* [Verilen metin]
================

Hep bakmak ve görmenin türevlerinden oluşan kelimeler, alat, acip sanat, müzeyyen, süslenmiş tezyin edilmiş, acip hayret verici görülmemiş demek, acip olmayan şey nedir ki? Acip olan bu kadar güzel sanatlar galerisi kainatta bunlara bakmadan yaşamak acip sanatlarla müzeyyen, görülmemiş, şaşırtıcı sanatlarla süslenmiş varlıklar.
“Şu kâinat yüzünde serpilen masnuatın kemâl-i intizamları ve kemâl-i mevzuniyetleri ve kemâl-i ziynetleri ve…”
Kemal kelimesi ile sıfatlar kurmakta çok usta Bediüzzaman. Kemal-i intizam, kemal-i mevzuniyet, kemal-i ziynet, intizam, mevzuniyet ve ziynet. Üçü de estetik yani güzelliği farkeden bir bakışın mahsülü. Hiçbir estetik profesörü canlılara bu estetiğin odağındaki kelimelerle bakıp düşünemez, bu kadar estetik bakışlı bir insan. Mevzuniyet ne demek, vezin kelimesi şiirde kullanılır, hece vezni ve aruz vezni gibi. Ama mevzuniyet masnuatın yani sanatlı canlıların güzelliklerindeki ağırlık dengeleri, sarkmamak insan şişmanlayınca vücudun mevzuniyeti bozulur. Hasta bir hayvanın vücut dengesi bozulur. Kuşların, koyunların bütün canlıların vücutlarında ve azalarında ağırlıkla kazandırılan bir vezin var, bu dengeye balistik de deniliyor. Arabanın iki tarafı da ağırlıkta eşit olmalı onu ölçüyor ona göre davranıyorlar. Vücuttaki kimyasal maddelerin de bir dengesi var yani mevzuniyeti, alem adeta mevzuniyet üzerine kurulmuş, adl isminin ismi azamda zikri bu yüzden. Adl ismi beşeri ilişkilerin de fizyolojik hayatın da başında durmuş. Vücutlarda mizan, hayatta adalet.
Kant estetiğin felsefe tarihindeki devi, Bediüzzaman’ı okusaydı onun bu estetik bakışları karşısında hayretinden dona kalırdı. Eğer Bediüzzaman batıda gelseydi bütün dünyanın gündeminde kalır ve daha da inmezdi. Bediüzaman estetik bakmak ve görmek ve ifade etmekte bir Everest tepesi. Kemal-i mevzuniyet tam bir eşit duruş, paralel bir ağırlık ve denge, daha neler. Onun metinlerine karşı bu alalade duruş yüreğimi yakıyor, üzülüyorum, bunlar onun hakkı değil ama ne yapayım kumaş bu kadar. Dünyanın en belalı hastalığı idealizm, yansız yönsüz sanatın dinin ve edebiyatın hakkını vermek, nerede? Din, sanat ve edebiyat menfaate bulaştı mı bir de siyaset, mezbele ve mezbaha gibi bir yere düşersin, işte hayat burnunu tut herşey bayat.

================

* [Veri kayıtları]
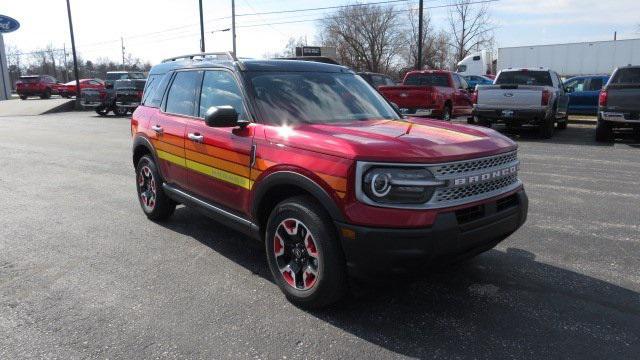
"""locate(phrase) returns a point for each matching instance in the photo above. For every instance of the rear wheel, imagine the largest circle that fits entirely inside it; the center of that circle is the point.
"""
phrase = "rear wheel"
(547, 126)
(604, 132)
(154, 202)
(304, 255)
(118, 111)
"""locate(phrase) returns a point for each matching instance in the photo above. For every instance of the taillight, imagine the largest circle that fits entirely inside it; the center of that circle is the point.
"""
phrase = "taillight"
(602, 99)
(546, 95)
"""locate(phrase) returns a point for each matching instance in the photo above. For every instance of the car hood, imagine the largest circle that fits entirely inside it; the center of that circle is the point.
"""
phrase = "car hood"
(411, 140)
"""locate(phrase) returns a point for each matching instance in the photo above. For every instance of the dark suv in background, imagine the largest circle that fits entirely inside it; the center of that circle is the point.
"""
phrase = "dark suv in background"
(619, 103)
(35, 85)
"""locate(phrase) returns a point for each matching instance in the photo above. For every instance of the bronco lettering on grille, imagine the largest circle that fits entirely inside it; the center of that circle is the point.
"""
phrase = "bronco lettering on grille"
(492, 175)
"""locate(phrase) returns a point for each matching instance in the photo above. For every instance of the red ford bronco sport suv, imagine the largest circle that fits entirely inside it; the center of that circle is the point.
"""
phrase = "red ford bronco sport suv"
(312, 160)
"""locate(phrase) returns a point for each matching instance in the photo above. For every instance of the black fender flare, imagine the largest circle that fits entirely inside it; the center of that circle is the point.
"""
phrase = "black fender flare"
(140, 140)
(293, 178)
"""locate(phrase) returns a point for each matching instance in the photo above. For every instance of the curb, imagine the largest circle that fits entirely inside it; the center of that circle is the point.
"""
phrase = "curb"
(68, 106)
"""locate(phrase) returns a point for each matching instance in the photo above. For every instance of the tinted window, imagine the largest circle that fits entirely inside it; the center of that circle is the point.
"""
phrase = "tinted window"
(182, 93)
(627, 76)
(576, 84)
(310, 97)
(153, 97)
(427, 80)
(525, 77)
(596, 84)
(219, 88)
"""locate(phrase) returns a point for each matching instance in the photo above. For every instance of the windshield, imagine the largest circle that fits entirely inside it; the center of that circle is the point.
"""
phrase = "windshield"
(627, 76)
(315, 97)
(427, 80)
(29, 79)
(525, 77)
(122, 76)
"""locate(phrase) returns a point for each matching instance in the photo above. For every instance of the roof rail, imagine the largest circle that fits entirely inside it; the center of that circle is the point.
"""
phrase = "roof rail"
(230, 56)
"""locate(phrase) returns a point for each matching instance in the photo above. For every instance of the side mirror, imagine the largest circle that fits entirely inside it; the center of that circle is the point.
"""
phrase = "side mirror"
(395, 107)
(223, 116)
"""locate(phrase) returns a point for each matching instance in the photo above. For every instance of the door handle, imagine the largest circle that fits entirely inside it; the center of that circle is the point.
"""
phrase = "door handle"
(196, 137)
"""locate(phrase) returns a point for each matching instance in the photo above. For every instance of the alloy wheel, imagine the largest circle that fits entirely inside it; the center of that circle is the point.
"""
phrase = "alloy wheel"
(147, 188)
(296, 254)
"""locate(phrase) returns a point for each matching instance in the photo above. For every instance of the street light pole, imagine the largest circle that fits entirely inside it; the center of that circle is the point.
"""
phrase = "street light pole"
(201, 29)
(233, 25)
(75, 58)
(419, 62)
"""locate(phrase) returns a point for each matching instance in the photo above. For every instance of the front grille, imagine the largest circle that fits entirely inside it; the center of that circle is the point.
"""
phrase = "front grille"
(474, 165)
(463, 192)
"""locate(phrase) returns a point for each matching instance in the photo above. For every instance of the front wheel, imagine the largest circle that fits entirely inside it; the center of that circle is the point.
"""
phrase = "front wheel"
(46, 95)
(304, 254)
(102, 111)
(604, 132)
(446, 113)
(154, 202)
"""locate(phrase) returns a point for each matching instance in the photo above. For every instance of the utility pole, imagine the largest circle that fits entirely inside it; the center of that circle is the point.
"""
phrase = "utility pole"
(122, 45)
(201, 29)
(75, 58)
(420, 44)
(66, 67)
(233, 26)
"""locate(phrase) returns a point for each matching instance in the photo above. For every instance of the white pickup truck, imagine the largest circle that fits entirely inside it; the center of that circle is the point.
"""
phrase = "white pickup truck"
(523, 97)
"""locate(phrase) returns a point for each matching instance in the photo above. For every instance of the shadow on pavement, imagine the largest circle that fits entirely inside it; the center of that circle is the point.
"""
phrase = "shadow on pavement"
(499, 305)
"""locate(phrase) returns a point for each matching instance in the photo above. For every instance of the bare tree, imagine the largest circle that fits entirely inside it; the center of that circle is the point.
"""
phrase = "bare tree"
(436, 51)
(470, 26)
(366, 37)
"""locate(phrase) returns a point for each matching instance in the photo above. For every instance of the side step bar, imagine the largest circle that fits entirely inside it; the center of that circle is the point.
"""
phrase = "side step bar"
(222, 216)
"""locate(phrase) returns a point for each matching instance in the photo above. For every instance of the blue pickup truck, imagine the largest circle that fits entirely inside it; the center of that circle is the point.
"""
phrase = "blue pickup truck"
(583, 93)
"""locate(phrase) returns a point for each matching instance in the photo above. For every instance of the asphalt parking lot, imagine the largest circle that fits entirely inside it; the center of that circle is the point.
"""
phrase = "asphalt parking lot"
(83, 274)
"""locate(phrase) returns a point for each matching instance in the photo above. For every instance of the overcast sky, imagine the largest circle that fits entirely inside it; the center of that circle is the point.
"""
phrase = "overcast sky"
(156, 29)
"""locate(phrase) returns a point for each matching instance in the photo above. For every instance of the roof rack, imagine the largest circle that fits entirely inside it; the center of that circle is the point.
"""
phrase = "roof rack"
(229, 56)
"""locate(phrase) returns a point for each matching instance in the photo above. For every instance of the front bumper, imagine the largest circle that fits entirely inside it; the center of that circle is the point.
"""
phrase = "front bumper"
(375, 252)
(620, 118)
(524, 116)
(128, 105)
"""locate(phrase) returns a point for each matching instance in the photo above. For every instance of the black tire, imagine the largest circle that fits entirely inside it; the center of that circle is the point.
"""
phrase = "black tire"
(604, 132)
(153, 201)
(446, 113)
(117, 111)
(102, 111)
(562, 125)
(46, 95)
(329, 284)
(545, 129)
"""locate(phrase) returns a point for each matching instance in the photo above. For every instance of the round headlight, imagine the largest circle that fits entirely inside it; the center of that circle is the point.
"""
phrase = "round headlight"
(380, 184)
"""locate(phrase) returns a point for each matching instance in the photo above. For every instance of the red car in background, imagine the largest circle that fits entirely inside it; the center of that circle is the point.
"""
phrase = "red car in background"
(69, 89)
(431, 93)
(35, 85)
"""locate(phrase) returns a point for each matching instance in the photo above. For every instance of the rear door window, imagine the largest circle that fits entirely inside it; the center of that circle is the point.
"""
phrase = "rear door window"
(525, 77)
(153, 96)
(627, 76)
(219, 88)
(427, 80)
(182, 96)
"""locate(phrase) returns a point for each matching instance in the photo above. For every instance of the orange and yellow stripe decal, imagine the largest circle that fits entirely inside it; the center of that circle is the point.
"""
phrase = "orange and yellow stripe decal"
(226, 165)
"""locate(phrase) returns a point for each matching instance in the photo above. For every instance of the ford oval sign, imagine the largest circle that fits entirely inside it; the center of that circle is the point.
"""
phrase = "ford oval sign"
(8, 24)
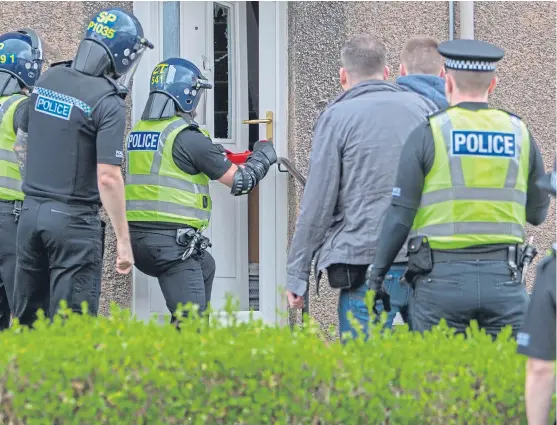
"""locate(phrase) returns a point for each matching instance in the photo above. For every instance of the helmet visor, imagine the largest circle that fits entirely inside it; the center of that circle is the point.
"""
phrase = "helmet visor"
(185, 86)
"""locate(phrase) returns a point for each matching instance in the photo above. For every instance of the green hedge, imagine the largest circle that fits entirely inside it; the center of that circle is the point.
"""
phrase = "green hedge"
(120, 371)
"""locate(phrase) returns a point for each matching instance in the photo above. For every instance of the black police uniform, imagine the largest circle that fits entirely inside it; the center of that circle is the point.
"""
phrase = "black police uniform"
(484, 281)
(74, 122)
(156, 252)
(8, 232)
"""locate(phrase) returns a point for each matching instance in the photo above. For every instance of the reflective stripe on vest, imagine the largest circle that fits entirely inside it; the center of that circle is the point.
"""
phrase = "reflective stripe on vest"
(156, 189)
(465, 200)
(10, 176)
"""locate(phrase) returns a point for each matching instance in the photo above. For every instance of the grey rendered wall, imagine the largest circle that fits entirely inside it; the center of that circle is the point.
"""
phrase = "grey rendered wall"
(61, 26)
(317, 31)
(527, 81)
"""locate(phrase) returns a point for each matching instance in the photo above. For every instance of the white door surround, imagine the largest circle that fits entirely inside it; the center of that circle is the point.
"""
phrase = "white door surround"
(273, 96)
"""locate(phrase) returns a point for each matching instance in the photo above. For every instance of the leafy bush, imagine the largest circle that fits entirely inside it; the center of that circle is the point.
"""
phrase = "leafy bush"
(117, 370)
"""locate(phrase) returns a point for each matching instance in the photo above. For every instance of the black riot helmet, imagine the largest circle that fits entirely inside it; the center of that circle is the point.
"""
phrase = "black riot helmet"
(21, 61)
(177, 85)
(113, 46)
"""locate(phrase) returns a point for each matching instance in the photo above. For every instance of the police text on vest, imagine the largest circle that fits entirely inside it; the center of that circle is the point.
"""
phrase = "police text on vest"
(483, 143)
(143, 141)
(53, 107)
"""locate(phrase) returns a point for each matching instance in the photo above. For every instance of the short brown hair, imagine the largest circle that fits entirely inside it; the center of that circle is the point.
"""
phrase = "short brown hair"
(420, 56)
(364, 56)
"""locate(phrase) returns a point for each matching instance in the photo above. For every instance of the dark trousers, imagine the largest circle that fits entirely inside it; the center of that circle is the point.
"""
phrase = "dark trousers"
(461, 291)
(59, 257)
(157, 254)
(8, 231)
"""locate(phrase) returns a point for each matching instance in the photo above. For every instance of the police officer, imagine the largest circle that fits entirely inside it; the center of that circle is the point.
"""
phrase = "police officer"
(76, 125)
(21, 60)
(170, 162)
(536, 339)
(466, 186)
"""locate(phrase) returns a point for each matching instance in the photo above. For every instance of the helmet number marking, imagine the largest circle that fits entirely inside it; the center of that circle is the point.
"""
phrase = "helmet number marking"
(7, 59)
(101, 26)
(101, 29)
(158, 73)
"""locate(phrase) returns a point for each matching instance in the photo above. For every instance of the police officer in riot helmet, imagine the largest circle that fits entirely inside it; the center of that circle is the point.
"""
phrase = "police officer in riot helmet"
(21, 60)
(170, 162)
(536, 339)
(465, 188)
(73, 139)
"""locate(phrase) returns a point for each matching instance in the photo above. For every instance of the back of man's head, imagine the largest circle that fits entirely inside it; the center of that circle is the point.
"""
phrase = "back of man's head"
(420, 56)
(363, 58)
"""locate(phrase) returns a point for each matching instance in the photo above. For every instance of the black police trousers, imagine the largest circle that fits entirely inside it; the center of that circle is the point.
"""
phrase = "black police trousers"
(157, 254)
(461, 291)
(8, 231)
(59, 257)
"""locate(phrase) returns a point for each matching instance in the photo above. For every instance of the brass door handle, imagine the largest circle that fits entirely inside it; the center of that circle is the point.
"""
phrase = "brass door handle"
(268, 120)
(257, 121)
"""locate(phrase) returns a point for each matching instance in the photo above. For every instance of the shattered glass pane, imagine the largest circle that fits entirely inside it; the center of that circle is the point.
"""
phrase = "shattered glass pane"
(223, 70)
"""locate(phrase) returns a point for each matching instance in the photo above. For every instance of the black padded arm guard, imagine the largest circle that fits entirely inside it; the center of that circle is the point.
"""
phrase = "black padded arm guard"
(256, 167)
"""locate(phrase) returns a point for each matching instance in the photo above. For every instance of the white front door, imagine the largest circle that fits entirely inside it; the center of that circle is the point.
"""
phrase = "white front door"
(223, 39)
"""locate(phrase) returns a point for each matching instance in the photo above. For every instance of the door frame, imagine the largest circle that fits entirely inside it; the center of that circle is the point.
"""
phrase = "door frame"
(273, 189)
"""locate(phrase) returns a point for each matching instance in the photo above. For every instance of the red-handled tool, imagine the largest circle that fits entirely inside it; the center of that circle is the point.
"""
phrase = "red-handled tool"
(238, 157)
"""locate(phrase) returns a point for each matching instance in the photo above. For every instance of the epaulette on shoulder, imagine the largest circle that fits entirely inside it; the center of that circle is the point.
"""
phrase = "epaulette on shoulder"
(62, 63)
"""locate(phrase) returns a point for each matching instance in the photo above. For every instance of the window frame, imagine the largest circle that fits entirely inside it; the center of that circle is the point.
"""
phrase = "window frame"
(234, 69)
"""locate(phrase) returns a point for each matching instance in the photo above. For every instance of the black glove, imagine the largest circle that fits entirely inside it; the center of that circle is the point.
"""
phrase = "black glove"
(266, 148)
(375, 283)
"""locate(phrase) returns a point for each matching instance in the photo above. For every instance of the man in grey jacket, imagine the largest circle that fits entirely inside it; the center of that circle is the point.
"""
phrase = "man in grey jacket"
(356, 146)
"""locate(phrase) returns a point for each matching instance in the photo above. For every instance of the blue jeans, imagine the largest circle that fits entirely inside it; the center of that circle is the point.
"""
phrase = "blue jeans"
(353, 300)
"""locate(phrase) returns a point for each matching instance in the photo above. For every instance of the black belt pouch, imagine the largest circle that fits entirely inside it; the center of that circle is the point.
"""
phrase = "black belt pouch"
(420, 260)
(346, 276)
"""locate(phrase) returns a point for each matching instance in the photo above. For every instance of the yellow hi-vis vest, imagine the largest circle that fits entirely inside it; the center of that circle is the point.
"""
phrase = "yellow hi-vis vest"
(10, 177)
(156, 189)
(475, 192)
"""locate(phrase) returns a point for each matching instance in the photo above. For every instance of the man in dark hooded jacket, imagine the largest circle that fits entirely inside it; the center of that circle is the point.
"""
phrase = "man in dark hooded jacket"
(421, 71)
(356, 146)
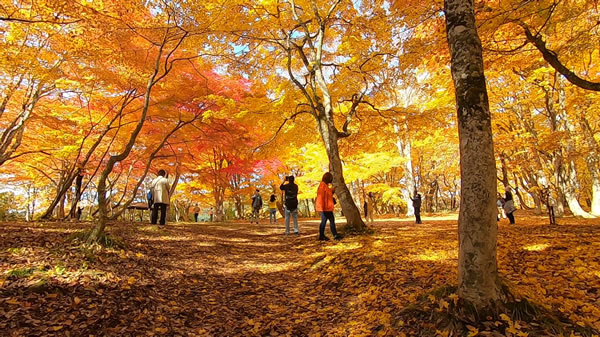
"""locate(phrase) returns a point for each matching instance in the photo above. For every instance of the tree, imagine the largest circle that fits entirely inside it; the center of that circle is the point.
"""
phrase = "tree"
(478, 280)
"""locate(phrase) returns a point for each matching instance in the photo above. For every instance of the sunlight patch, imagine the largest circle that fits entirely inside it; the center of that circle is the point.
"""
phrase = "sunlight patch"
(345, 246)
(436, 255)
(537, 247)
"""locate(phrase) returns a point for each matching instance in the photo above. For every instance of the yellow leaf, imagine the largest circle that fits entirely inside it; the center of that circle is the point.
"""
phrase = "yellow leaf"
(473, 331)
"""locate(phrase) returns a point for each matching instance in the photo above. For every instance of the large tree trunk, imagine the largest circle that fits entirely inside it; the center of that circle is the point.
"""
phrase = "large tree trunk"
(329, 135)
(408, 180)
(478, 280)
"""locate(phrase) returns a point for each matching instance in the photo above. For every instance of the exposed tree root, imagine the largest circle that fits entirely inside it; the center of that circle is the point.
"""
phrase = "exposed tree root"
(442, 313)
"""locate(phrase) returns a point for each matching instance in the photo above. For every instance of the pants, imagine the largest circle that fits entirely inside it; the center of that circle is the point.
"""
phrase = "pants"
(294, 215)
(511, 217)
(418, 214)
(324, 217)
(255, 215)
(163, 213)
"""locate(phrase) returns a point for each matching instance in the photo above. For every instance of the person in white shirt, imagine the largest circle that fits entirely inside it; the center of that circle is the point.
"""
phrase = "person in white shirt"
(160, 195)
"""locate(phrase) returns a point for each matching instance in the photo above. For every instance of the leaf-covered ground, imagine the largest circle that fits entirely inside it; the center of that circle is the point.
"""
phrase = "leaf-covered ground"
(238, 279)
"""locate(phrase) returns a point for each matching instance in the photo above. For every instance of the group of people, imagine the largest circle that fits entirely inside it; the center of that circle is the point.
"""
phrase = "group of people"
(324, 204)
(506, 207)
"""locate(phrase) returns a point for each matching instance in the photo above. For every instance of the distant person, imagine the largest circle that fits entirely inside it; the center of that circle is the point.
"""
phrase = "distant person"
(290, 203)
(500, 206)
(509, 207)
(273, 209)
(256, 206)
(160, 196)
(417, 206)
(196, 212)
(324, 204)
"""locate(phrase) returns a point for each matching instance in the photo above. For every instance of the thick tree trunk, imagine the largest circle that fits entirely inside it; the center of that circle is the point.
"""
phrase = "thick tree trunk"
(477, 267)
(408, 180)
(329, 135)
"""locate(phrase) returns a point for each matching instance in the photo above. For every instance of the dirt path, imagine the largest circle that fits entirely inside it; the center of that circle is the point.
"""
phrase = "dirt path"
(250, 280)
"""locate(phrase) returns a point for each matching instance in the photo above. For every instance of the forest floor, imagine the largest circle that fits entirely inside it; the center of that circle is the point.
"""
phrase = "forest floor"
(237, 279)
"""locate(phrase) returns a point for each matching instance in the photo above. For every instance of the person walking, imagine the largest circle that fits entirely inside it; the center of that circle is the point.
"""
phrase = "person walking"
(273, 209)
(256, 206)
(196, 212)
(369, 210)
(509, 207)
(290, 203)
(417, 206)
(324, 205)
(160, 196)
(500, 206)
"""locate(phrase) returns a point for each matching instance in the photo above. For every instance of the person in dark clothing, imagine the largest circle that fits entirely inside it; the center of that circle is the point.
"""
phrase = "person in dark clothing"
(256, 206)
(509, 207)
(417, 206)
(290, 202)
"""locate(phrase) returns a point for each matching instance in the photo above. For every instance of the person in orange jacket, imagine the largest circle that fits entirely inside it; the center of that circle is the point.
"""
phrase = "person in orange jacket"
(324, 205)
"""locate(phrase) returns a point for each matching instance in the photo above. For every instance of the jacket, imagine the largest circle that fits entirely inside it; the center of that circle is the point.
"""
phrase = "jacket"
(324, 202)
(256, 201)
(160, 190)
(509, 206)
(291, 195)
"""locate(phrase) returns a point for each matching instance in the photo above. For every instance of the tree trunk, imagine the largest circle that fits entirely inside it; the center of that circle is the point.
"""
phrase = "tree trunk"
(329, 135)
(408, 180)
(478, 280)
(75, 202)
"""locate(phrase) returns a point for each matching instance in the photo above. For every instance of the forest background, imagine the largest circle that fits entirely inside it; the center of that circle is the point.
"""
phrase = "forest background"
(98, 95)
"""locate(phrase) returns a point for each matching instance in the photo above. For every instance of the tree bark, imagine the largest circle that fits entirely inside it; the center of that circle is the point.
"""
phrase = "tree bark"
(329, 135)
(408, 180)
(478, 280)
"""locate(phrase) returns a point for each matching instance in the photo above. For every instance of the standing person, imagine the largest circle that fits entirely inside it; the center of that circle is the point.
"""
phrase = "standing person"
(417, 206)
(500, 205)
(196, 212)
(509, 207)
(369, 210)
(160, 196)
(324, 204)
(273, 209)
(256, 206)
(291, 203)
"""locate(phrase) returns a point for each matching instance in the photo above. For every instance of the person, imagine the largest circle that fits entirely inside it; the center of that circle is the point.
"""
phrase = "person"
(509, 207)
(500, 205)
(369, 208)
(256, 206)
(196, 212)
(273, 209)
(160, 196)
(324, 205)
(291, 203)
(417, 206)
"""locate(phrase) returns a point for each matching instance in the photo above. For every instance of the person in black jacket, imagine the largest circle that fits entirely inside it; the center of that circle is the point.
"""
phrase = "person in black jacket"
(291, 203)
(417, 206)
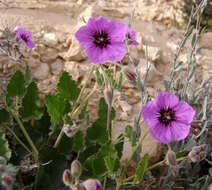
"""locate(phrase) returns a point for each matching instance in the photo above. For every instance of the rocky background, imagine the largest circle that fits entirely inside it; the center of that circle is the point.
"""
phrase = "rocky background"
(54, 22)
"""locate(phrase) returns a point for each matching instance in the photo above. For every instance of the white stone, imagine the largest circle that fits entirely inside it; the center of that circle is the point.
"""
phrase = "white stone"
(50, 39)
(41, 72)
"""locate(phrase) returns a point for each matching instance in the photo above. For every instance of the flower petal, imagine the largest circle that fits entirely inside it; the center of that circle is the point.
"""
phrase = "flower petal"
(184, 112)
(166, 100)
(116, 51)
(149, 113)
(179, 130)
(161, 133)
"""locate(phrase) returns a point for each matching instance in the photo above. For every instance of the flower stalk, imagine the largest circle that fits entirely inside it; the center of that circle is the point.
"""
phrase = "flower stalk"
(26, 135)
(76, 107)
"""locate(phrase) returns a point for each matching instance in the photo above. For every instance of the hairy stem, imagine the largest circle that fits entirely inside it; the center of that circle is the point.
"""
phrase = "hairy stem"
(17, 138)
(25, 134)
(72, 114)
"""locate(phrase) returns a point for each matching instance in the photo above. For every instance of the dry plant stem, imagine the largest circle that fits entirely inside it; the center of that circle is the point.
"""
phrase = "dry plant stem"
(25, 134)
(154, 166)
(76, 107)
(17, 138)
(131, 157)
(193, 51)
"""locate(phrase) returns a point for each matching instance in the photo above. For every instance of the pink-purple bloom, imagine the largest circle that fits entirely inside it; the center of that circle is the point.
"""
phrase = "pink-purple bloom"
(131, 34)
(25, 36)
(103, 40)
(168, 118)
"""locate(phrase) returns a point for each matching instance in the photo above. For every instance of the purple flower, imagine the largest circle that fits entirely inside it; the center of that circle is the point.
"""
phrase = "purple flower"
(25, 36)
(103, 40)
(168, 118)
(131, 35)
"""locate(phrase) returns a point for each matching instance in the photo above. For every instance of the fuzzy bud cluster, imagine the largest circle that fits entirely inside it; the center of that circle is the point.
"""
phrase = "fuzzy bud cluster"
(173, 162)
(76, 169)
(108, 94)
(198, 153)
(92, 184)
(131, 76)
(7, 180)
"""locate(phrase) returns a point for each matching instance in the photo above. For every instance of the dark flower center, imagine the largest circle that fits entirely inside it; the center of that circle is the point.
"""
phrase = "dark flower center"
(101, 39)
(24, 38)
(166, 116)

================

* [Görevler]
[a] Bediüzzaman'ın estetiği üzerine olan metinde "Kant estetiğin felsefe" ile başlayıp "tut herşey bayat." ile biten bölümü, "Everest tepesi" ifadesini "en yüksek zirve" ile değiştirerek yeniden yaz.
[b] Kayıtlarda "handled" dizesini içeren kaç satır olduğunu bul ve yalnızca bu sayıyı yaz.

* [Alıştırma sonuçları]
[a]
Kant estetiğin felsefe tarihindeki devi, Bediüzzaman’ı okusaydı onun bu estetik bakışları karşısında hayretinden dona kalırdı. Eğer Bediüzzaman batıda gelseydi bütün dünyanın gündeminde kalır ve daha da inmezdi. Bediüzaman estetik bakmak ve görmek ve ifade etmekte bir en yüksek zirve. Kemal-i mevzuniyet tam bir eşit duruş, paralel bir ağırlık ve denge, daha neler. Onun metinlerine karşı bu alalade duruş yüreğimi yakıyor, üzülüyorum, bunlar onun hakkı değil ama ne yapayım kumaş bu kadar. Dünyanın en belalı hastalığı idealizm, yansız yönsüz sanatın dinin ve edebiyatın hakkını vermek, nerede? Din, sanat ve edebiyat menfaate bulaştı mı bir de siyaset, mezbele ve mezbaha gibi bir yere düşersin, işte hayat burnunu tut herşey bayat.

[b] 2